§ **Set of tasks**:
a: In the text on model quantization, what does "7b" in the model name refer to?
b: Please give the part of the quantization text from "As it requires" up to and including "and 8-bit )" again, swapping "precision" for "accuracy".
c: Write the next part of the text on model quantization, picking up after its last sentence.

§ **Text shown**:
Understanding Quantization:

The name of our model is llama-7b.ggmlv2.q4_0.bin. Let us break the name into parts,

llama: Name of our Large Language Model🤖.

7b: Number of model parameters.

ggmlv2: GGML is the format for LLM that we are using, there are many ways to store LLM in local machines with the model parameters, GGML is a Tensor library for machine learning, it is just a C++ library that allows you to run LLMs on just the CPU or CPU + GPU. It defines a binary format for distributing large language models (LLMs).

q4: Q stands for Quantization. As we all know in our computers everything is represented in binary form with 0s and 1s. In most cases every machine learning model has their model parameters in integer or floating point numbers, as integers and floating point numbers are also represented in binary, we have to decide the number of bits to represent a particular integer or floating point number in our system.

As it requires more space to represent a large integer (like 10000) compared to a small integer (like 1), the same way it needs more space to represent a floating point number with higher precision like 3.187954545 compared to low precision floating point number like 3.18.

The process of quantizing a large language model involves reducing the precision with which weights are represented to reduce the resources required to use the model. In Q4 format, we represent floating point numbers in four-bit. (GGML supports many quantized models like 4,5 and 8-bit )

As you have guessed, with increasing Quantization our model weights are stored with higher precision resulting in a higher accurate output of our llm. with increasing quantization and model parameters, the size of our model will also increase. therefore we are using the base version of Llama that runs on basic systems without GPU.

(Stored items)
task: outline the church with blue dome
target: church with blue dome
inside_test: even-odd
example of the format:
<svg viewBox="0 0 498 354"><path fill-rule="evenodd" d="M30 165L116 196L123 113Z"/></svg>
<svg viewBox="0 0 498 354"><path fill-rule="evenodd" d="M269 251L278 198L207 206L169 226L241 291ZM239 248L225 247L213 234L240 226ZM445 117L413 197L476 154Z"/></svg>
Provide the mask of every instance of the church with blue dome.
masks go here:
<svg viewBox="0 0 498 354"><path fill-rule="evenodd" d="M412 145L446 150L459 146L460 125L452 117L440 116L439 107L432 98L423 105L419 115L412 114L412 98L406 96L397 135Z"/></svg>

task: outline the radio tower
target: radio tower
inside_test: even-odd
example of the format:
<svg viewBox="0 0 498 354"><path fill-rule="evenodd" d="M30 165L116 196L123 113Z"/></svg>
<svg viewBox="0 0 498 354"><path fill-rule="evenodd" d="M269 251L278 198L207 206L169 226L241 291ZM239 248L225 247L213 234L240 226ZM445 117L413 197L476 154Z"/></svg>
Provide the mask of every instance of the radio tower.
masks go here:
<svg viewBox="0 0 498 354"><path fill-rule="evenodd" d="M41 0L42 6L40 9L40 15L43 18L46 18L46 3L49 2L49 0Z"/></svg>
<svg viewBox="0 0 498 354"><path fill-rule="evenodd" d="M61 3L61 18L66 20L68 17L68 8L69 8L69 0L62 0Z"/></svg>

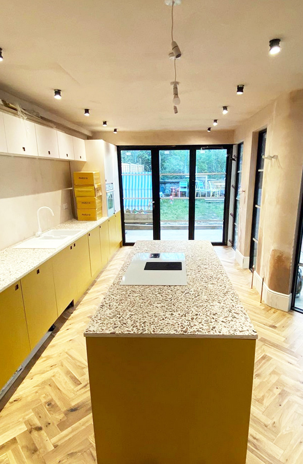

§ **Results of the tasks**:
a: The number of model parameters.

b:
As it requires more space to represent a large integer (like 10000) compared to a small integer (like 1), the same way it needs more space to represent a floating point number with higher accuracy like 3.187954545 compared to low accuracy floating point number like 3.18.

The process of quantizing a large language model involves reducing the accuracy with which weights are represented to reduce the resources required to use the model. In Q4 format, we represent floating point numbers in four-bit. (GGML supports many quantized models like 4,5 and 8-bit )

c:
Binding Python and C++ with LlamaCPP

LlamaCPP is specifically built to do inference for Llama models and their versions, it is developed with low-level languages like C/C++. With the power of these languages, we can use Llamacpp to run quantized versions of Llama on our local machine. The significant and foremost advantage of Llamacpp is that it is optimized for CPU and GPU.

We will use the Python library “llama-cpp-python” for binding our Python code with llamacpp. First, let us make a virtual environment to install all specific dependencies for our project isolated.

python -m virtualenv venv
cd venv
Scripts\activate

after activating the virtual env we will install the llama-cpp-python with the specified version.

pip install llama-cpp-python==0.1.78

the reason why I am using the specific version is that currently, llama cpp is making changes in their codebase as the new file format gguf is in the market competing for the ggml format, they still have kept this version running for ggml formats.

Good to Go!

Now we just have to put the model that we downloaded earlier from Hugging Face in our current working directory. make a new Python file and just paste the bellow code :


from llama_cpp import Llama
llm = Llama(model_path="llama-7b.ggmlv3.q4_0.bin")

response=llm("Share some cool facts about The Office TV Series.")
print(response['choices'][0]['text'])

the variable response is a dictionary(or JSON in some cases that depends upon llm) that is returned by our llm. ['choices'] is accessing the value associated with the key 'choices' in the response dictionary. [0] is accessing the first element of the 'choices' list. In Python, list indices start at 0, so [0] get the first item. ['text'] is again accessing the value associated with the key 'text' in the dictionary that is the first element of the 'choices' list

depending upon your CPU, after executing the above code you will shortly see the below output:

The output shows different hyperparameters like n_vocab (Vocabulary size of the particular model), n_ctx(Context length or maximum length of the sequences that the model can handle), n_embd(This typically refers to the dimensionality of the embeddings in the model.), etc. As the model parameters are printed and loaded we will get the output for our question, something like this :

That’s it! 😎 Now off you go.. try with your own questions and see how it performs, and if you have GPU in your machine try to run it with cuBLAS (A library for computing high-speed matrix operations on NVIDIA GPU).